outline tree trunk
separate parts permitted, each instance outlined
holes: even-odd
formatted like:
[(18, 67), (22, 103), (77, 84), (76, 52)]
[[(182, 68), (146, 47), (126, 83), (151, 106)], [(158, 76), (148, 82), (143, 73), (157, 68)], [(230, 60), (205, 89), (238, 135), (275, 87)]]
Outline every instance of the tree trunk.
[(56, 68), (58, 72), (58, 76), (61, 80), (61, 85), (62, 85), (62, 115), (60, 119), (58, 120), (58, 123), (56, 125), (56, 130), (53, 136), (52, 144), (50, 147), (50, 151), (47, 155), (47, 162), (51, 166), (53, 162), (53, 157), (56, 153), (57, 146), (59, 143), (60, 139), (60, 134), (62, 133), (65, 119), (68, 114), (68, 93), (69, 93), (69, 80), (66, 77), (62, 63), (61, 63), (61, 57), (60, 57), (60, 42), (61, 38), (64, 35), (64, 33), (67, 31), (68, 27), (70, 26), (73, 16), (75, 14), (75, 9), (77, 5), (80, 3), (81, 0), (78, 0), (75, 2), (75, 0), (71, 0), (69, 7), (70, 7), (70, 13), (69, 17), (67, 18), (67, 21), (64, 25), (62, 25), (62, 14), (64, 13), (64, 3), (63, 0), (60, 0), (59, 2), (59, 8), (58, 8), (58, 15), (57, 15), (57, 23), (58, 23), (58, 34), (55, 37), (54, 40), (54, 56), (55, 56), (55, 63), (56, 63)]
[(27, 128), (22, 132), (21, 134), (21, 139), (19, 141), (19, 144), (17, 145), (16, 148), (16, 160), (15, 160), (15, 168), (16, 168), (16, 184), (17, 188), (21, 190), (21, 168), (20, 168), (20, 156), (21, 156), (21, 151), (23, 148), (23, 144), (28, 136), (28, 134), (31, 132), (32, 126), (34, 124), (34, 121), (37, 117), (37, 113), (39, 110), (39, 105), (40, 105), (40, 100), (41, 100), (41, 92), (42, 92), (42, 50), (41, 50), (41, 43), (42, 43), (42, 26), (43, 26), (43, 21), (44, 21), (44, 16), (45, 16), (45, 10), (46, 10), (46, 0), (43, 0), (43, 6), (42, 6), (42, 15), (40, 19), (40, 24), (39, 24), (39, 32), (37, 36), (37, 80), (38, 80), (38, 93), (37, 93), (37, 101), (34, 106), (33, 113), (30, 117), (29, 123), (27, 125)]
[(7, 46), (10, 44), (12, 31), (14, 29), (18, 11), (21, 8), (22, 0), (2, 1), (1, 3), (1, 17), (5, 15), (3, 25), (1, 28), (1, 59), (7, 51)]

**EXERCISE AIM:** The expected output is exactly the lines of the listing above between the line holding "[(18, 67), (22, 103), (77, 84), (76, 52)]" and the line holding "135), (275, 87)]]", inclusive.

**RESPONSE FOR THIS EXERCISE:**
[(18, 67), (22, 103), (77, 84), (76, 52)]
[[(182, 68), (146, 47), (126, 83), (151, 106)], [(158, 76), (148, 82), (143, 73), (157, 68)], [(230, 60), (205, 89), (238, 135), (275, 87)]]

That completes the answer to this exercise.